Reading text
^^^^^^^^^^^^^^^^
2007-10-25 Thread Joseph L. Casale
I need to make some edits on small (~30 lines) text files. From reading perldoc 
and recent posts, am I correct in understanding that the proper way is to read 
the file in through one handle and write it out through another? If that is the 
case, I suppose I need to write in some code then to write the file out to a 
temp file, then either move it over top or delete the old file and rename the 
new file?

What is the accepted method in this scenario?

Thanks!
jlc


Re: Modifing Text Files

2007-10-25 Thread Chas. Owens
On 10/25/07, Joseph L. Casale [EMAIL PROTECTED] wrote:
 I need to make some edits on small (~30 lines) text files. From reading 
 perldoc and
 recent posts, am I correct in understanding that the proper way is to read 
 the file in
 through one handle and write it out through another? If that is the case, I 
 suppose
 I need to write in some code then to write the file out to a temp file, then 
 either move
 it over top or delete the old file and rename the new file?
^^^^^^^^^^^^^^^^
Given material
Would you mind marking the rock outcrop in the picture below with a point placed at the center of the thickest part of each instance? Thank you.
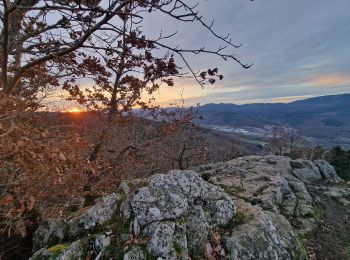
^^^^^^^^^^^^^^^^
Work instructions
1 - Please copy the thread again, beginning at the words "Re: Modifing Text" and stopping after "the new file?", with "temp file" swapped for "temporary file".
2 - Translate this sentence from the thread into Spanish: "What is the accepted method in this scenario?"

Answers to the problems
1 -
Re: Modifing Text Files

2007-10-25 Thread Chas. Owens
On 10/25/07, Joseph L. Casale [EMAIL PROTECTED] wrote:
 I need to make some edits on small (~30 lines) text files. From reading 
 perldoc and
 recent posts, am I correct in understanding that the proper way is to read 
 the file in
 through one handle and write it out through another? If that is the case, I 
 suppose
 I need to write in some code then to write the file out to a temporary file, then 
 either move
 it over top or delete the old file and rename the new file?

2 - ¿Cuál es el método aceptado en esta situación?